Records:
────────────────

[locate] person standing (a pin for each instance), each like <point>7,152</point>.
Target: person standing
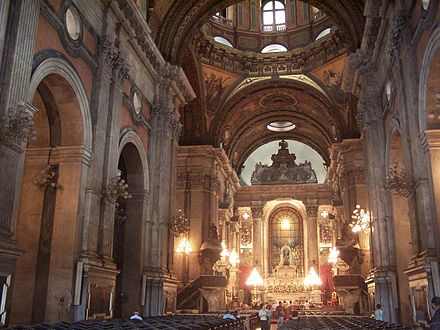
<point>378,313</point>
<point>269,315</point>
<point>262,314</point>
<point>279,312</point>
<point>435,320</point>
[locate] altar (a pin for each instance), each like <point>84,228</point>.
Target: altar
<point>286,282</point>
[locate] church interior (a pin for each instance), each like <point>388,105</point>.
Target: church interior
<point>172,157</point>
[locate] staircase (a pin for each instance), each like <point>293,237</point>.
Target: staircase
<point>186,296</point>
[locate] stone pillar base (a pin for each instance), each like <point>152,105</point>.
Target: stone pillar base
<point>424,284</point>
<point>159,293</point>
<point>9,253</point>
<point>94,296</point>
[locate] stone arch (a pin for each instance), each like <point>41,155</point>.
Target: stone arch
<point>129,227</point>
<point>269,209</point>
<point>58,66</point>
<point>49,221</point>
<point>403,222</point>
<point>428,77</point>
<point>130,136</point>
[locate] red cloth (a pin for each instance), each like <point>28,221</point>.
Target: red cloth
<point>245,271</point>
<point>325,273</point>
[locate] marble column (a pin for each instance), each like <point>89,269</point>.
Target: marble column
<point>95,181</point>
<point>383,238</point>
<point>15,74</point>
<point>257,237</point>
<point>312,236</point>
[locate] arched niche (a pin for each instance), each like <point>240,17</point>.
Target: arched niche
<point>404,228</point>
<point>129,247</point>
<point>48,225</point>
<point>270,210</point>
<point>429,85</point>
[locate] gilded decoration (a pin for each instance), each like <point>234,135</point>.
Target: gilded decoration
<point>284,169</point>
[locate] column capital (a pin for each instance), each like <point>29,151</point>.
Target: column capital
<point>257,211</point>
<point>370,103</point>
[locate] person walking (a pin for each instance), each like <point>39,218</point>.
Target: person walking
<point>262,314</point>
<point>378,313</point>
<point>279,312</point>
<point>435,320</point>
<point>269,315</point>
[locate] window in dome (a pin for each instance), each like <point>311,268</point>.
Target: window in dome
<point>425,4</point>
<point>323,34</point>
<point>274,16</point>
<point>223,41</point>
<point>274,48</point>
<point>73,23</point>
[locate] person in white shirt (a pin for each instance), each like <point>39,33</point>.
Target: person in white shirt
<point>135,316</point>
<point>262,314</point>
<point>378,313</point>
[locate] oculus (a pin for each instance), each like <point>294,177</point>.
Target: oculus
<point>137,103</point>
<point>73,23</point>
<point>281,126</point>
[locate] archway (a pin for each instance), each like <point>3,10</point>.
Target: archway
<point>401,227</point>
<point>286,236</point>
<point>128,246</point>
<point>48,226</point>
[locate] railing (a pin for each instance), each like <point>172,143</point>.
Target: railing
<point>203,281</point>
<point>318,15</point>
<point>274,28</point>
<point>221,20</point>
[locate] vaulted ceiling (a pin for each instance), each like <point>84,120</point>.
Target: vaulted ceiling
<point>185,16</point>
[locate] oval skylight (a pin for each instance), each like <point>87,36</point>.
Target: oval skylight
<point>425,4</point>
<point>223,41</point>
<point>323,34</point>
<point>274,48</point>
<point>281,126</point>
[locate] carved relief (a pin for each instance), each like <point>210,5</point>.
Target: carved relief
<point>283,169</point>
<point>214,90</point>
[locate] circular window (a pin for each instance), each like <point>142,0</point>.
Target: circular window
<point>137,103</point>
<point>281,126</point>
<point>73,23</point>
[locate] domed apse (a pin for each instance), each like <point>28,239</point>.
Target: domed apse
<point>264,153</point>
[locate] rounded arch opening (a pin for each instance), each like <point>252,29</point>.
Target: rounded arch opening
<point>48,222</point>
<point>403,223</point>
<point>263,154</point>
<point>128,231</point>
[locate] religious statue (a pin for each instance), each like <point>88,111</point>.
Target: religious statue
<point>286,257</point>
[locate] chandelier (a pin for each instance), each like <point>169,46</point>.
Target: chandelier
<point>361,220</point>
<point>179,224</point>
<point>184,246</point>
<point>48,179</point>
<point>333,255</point>
<point>312,278</point>
<point>16,127</point>
<point>117,188</point>
<point>399,181</point>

────────────────

What you are asked to do: Reproduce every line of the records above verbatim, in their original order, and leave out the pictures.

Answer to this exercise:
[locate] person standing (a pin for each instance), each like <point>7,152</point>.
Target: person standing
<point>378,313</point>
<point>269,315</point>
<point>262,314</point>
<point>279,312</point>
<point>435,320</point>
[locate] altar (a pin for each instance), each like <point>84,228</point>.
Target: altar
<point>286,282</point>
[locate] church interior (a pin for each instance), each like <point>388,105</point>.
Target: church interior
<point>172,157</point>
[locate] staircase (a pin for each instance), each like <point>293,237</point>.
Target: staircase
<point>186,296</point>
[locate] stone pillar base (a pin for each instance), each like <point>152,105</point>.
Target: stone pillar base
<point>424,284</point>
<point>159,293</point>
<point>9,253</point>
<point>94,296</point>
[locate] stone arch (a pin for each instance), each like <point>41,155</point>.
Target: stone arch
<point>129,227</point>
<point>269,209</point>
<point>58,66</point>
<point>49,221</point>
<point>403,222</point>
<point>428,77</point>
<point>130,136</point>
[locate] red cloth (a pin for each instance), each like <point>28,221</point>.
Target: red cloth
<point>245,271</point>
<point>325,273</point>
[locate] marble column (a pin for each instance), each like <point>89,269</point>.
Target: marble column
<point>95,181</point>
<point>383,238</point>
<point>15,74</point>
<point>257,237</point>
<point>312,236</point>
[locate] arched niche (a pin for each instance), each like <point>240,17</point>.
Target: arched niche
<point>404,228</point>
<point>129,247</point>
<point>48,225</point>
<point>270,210</point>
<point>429,85</point>
[locate] gilded decoration (a pin for each instance), each like <point>234,135</point>.
Target: gilded decoration
<point>284,169</point>
[locate] column capital (a pin for each instance), each like <point>29,151</point>.
Target: column capital
<point>257,211</point>
<point>370,103</point>
[locate] person walking (a pin for each instance), each like <point>39,218</point>.
Target: person walking
<point>262,314</point>
<point>378,313</point>
<point>279,312</point>
<point>435,320</point>
<point>269,315</point>
[locate] window in dome (a pin for each instance), each like <point>311,268</point>.
Target: window in dome
<point>425,4</point>
<point>323,34</point>
<point>274,16</point>
<point>223,41</point>
<point>274,48</point>
<point>73,23</point>
[locate] person in white shirt (a pin for each instance), each like <point>39,33</point>.
Target: person in white shirt
<point>135,316</point>
<point>262,314</point>
<point>378,313</point>
[locate] oculus (a pin for each instance), each like <point>294,177</point>.
Target: oculus
<point>137,103</point>
<point>73,23</point>
<point>281,126</point>
[locate] archway (a pin for each instance), each like <point>3,10</point>.
Target: archway
<point>401,227</point>
<point>286,236</point>
<point>128,246</point>
<point>48,226</point>
[locate] railing (a pin for each instance), each like <point>172,143</point>.
Target: railing
<point>203,281</point>
<point>318,15</point>
<point>274,28</point>
<point>221,20</point>
[locate] vaulted ceiling (a pin for each instance), each like <point>84,120</point>.
Target: vaulted ceiling
<point>185,16</point>
[locate] oval skylight (a pin for each instance), each like <point>87,36</point>.
Target: oval skylight
<point>425,4</point>
<point>223,41</point>
<point>323,34</point>
<point>274,48</point>
<point>281,126</point>
[locate] carved relief (a pin for each instance), each like <point>210,5</point>.
Target: carved relief
<point>283,169</point>
<point>214,90</point>
[locate] circular window (a pin for each instance), each like <point>142,0</point>.
Target: circular window
<point>137,103</point>
<point>281,126</point>
<point>73,23</point>
[locate] domed apse (a pin for each instance), each like <point>28,239</point>.
Target: domed apse
<point>264,153</point>
[locate] rounded arch opening (a pin for each instance), each like <point>252,29</point>.
Target: rounded arch opening
<point>48,222</point>
<point>403,223</point>
<point>263,154</point>
<point>128,231</point>
[locate] religious statue (a pin for each instance), each like <point>88,111</point>.
Target: religious statue
<point>286,257</point>
[locate] chandelier (a pin for each instance), each like <point>169,46</point>.
Target: chandelier
<point>361,220</point>
<point>179,224</point>
<point>184,246</point>
<point>48,179</point>
<point>333,255</point>
<point>312,278</point>
<point>16,127</point>
<point>117,188</point>
<point>399,181</point>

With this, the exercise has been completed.